— Problem description —
Copy out each line in the entries below that contains the word "building".

— Task material —
"""
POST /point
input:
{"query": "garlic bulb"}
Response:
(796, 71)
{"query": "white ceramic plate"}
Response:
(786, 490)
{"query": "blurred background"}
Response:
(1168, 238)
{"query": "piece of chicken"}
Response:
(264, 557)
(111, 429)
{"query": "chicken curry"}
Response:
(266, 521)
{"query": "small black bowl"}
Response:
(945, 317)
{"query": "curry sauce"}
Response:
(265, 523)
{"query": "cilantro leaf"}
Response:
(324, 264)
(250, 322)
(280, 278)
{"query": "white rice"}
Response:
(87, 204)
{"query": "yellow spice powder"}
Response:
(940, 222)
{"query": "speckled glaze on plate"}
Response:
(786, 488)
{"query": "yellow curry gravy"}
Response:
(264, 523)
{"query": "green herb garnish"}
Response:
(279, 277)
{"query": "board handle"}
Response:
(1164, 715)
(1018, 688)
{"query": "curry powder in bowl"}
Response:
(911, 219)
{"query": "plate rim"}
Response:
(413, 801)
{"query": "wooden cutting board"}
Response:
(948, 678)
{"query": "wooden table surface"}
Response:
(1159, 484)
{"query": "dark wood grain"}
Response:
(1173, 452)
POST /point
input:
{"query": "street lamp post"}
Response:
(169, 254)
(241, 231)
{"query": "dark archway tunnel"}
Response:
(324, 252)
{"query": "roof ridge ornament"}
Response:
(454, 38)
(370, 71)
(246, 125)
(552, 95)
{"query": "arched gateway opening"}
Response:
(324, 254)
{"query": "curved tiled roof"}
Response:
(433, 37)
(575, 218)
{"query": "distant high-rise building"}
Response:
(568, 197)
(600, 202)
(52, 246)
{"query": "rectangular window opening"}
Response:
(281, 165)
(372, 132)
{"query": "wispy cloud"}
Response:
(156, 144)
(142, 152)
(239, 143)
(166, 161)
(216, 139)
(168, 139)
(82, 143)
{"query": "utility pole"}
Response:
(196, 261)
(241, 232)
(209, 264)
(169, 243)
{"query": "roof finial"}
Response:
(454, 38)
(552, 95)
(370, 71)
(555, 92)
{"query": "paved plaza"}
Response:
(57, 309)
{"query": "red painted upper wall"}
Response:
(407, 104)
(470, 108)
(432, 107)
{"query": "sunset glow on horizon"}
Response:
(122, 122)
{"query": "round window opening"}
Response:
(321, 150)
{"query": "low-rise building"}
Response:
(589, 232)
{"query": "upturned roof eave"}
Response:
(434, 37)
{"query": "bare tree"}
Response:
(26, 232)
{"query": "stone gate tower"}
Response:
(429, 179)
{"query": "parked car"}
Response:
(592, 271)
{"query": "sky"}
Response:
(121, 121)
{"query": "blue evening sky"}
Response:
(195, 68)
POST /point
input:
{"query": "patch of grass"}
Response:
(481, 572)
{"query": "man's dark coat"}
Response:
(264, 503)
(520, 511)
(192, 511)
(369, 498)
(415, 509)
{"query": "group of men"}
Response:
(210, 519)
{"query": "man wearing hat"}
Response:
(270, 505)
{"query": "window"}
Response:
"""
— Exercise response —
{"query": "distant high-rise building"}
{"query": "low-rise building"}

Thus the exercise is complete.